Exercise details - Could you continue the strawberry popcorn coating thread from the point where it stops?

Provided text -
# Strawberry Popcorn Coating



## Popilicious (Nov 13, 2013)

Hi Everyone.

My first post, and I hope someone can help me out here.

I am attempting to produce a new popcorn product to Thailand in the form of a bagged popcorn snack.

The flavor will be strawberries and cream.

I wanted to ask the community what would be the best method for making a thin crispy strawberry flavoured coating that we can coat the popcorn in.

We have all the industrial equipment (huge mixing drums) etc... I have tried a few recipes but none seem to coat very well. It seems to clump up too much or the strawberry flavoring burns in the heated sugar syrup, as it obviously can't handle the 300 degree temperature.

The composition we thought of was sugar syrup coating in coating drum, then once coating has cooled slightly and tacky to sprinkle on the powdered strawberry flavoring. Allow to tumble in the coating drum for a further amount of time, then sprinkle on a non-dairy creamer powder.

However, when we add the strawberry powder it just dries out the sugar coated surface and not enough powder sticks to give it enough flavor, and we are stuck for having a glue to hold the creamer.

So we are stuck really, we can't put the flavor into the sugar coating because of a burnt flavor and we can't add it dry because it drys the surface out. too quickly.

Record excerpts -
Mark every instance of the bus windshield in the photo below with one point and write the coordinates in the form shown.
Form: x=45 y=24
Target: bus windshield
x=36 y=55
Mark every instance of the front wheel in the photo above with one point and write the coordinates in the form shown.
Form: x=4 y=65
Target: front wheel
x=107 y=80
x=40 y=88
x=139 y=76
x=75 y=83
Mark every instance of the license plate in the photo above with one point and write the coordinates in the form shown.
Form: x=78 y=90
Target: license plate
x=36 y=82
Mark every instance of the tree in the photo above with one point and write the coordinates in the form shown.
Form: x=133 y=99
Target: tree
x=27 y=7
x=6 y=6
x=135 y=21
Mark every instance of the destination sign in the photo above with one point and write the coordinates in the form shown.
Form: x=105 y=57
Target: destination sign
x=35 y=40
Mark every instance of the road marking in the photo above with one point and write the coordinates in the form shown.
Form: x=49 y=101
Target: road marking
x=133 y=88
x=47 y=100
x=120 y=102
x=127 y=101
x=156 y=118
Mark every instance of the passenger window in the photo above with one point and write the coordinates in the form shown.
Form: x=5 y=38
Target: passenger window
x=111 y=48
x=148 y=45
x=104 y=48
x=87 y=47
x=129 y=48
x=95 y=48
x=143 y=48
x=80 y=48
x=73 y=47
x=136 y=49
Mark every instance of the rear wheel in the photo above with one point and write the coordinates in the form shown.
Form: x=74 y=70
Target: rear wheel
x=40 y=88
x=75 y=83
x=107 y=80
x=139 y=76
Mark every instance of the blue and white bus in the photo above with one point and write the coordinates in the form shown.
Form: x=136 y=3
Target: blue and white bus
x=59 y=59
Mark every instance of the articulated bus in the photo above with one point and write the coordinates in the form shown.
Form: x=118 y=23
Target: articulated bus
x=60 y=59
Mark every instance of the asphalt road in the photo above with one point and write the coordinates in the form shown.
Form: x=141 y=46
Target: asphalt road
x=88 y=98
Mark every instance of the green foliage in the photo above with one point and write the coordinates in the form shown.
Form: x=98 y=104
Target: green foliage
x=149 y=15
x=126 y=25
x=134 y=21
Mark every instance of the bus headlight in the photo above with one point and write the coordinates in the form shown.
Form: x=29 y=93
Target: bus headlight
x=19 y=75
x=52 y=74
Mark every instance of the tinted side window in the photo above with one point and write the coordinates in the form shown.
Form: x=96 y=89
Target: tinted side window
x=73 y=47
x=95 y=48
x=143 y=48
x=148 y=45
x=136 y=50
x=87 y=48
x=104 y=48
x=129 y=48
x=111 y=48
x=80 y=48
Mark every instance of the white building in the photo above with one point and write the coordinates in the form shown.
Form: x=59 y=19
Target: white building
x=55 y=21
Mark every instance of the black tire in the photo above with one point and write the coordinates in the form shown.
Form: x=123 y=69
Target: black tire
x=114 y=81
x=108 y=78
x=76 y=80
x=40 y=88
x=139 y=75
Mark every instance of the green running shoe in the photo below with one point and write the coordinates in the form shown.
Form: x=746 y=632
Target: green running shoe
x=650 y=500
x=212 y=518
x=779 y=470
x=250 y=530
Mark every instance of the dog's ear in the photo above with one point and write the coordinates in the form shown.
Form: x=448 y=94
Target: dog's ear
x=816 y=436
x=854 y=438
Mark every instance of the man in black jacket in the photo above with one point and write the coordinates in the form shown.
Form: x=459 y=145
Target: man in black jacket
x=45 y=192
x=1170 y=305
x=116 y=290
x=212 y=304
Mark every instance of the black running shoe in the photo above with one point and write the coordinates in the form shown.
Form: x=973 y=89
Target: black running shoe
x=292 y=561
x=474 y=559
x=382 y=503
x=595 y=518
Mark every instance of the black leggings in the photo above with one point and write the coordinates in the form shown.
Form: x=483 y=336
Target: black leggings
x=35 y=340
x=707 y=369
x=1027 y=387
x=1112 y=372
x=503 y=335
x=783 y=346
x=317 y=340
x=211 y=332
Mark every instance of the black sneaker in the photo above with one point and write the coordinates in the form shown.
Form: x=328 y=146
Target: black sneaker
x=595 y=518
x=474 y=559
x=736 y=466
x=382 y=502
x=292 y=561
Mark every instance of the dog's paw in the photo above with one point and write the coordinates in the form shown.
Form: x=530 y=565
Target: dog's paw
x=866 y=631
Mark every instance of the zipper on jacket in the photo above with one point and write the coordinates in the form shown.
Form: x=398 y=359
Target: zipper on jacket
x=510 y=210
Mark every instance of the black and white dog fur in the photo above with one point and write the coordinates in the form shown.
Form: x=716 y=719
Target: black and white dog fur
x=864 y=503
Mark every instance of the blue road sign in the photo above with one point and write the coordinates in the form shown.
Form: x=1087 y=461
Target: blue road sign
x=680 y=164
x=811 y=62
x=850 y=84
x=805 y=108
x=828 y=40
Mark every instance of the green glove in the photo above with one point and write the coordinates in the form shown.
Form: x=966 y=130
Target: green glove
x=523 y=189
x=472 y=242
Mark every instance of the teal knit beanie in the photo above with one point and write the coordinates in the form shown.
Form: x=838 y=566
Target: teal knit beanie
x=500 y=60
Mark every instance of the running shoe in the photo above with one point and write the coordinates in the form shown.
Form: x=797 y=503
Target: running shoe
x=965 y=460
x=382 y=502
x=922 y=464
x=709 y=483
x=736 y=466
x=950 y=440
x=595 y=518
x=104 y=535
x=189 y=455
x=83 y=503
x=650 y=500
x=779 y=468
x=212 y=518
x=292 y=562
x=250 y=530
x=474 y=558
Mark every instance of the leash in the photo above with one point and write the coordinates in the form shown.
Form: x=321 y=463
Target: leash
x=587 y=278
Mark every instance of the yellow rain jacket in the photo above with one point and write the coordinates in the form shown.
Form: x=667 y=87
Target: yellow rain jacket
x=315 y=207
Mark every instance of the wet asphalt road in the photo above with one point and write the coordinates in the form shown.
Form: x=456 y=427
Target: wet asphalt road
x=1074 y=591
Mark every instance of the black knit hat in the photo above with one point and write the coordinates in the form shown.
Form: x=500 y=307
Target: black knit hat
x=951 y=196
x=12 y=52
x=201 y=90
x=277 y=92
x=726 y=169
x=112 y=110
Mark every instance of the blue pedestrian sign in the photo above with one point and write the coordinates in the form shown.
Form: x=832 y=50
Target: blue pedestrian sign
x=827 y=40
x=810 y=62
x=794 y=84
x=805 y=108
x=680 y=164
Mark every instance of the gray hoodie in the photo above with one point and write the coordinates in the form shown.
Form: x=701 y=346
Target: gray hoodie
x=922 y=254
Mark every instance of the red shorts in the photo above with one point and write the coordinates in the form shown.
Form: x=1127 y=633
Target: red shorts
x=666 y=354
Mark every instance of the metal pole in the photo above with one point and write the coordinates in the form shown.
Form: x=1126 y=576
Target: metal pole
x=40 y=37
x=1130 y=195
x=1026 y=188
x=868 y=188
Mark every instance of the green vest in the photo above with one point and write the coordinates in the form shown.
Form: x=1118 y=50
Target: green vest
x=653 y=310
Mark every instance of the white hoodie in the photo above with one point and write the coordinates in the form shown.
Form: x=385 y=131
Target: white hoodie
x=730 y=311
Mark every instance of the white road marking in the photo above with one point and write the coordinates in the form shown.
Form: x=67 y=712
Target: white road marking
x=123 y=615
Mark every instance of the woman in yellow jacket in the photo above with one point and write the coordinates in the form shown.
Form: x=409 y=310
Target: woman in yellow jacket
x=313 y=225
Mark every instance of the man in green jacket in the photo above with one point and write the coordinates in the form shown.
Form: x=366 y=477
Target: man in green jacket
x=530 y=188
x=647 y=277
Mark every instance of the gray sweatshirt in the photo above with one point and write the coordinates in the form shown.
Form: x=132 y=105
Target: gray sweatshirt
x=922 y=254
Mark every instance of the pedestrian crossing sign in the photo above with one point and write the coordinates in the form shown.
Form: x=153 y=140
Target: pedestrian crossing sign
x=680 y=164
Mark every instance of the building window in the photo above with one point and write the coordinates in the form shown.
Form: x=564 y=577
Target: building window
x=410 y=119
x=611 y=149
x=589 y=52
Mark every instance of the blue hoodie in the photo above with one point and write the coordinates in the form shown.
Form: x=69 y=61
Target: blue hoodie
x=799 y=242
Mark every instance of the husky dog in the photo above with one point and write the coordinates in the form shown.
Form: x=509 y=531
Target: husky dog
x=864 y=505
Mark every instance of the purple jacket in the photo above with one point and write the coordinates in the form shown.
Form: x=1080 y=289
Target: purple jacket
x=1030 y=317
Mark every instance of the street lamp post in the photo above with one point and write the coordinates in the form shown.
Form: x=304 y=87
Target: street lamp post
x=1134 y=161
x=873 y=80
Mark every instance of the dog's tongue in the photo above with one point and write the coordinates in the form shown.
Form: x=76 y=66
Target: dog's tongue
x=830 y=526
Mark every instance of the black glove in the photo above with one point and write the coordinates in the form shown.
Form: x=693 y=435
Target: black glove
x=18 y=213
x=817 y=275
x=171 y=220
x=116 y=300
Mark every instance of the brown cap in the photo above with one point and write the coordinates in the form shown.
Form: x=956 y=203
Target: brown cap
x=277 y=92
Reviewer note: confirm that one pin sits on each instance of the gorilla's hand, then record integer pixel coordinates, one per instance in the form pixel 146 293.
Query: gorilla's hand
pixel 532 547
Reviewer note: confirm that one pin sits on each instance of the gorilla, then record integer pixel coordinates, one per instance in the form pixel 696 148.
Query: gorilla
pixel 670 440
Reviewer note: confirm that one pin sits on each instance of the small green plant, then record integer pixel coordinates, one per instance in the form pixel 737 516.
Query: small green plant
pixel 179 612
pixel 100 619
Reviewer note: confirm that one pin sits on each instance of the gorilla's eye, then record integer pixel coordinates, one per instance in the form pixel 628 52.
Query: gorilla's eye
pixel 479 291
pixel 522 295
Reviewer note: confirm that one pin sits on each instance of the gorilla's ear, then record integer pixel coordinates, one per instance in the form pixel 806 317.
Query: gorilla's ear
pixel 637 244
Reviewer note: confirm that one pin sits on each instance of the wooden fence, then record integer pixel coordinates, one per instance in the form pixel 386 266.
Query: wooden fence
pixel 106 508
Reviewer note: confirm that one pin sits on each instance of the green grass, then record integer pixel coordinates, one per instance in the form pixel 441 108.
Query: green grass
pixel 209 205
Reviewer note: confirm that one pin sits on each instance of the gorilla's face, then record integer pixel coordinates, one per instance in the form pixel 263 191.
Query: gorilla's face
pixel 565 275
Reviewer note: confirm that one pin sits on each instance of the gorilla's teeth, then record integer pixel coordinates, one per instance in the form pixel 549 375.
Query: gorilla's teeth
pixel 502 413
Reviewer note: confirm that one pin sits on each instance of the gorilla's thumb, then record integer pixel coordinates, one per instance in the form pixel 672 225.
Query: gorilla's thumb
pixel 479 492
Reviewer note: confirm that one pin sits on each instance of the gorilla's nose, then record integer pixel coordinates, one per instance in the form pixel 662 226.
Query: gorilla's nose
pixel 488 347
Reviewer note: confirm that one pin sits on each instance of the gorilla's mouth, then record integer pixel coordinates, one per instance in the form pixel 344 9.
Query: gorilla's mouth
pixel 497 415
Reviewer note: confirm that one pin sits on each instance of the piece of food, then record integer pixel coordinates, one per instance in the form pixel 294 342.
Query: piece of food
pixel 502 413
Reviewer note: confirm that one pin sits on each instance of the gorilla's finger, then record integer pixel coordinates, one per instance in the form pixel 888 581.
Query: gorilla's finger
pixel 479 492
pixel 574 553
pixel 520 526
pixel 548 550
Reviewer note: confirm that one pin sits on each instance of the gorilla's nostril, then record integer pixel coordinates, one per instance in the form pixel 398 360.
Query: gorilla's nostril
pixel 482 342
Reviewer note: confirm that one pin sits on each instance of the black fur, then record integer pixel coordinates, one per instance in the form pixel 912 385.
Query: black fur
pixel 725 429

Answer to this exercise -
Would appreciate any help, if someone could relate a decent method, we will certainly give it a go.

Ideally, we want the popcorn the have a crispy coating as opposed to a soft caramel type. We were hoping that both the strawberry and creamer powders would amalgamate into the sugar coating, but this isn't happening.

Thanks in advance.


----------



## salt and pepper (Nov 13, 2013)

sounds like a job for cornstarch, mixed with strawberry powder.


----------



## Popilicious (Nov 13, 2013)

salt and pepper said:


> sounds like a job for cornstarch, mixed with strawberry powder.



Thanks for that.

I have toyed with the idea of mixing a combination of the strawberry flavoring with icing sugar and just cold coating it, then sprinkling the creamer powder onto it sticks to the strawberry icing before it sets.

Thailand is a very hot country, and am wondering if the icing mix will still hold crispness?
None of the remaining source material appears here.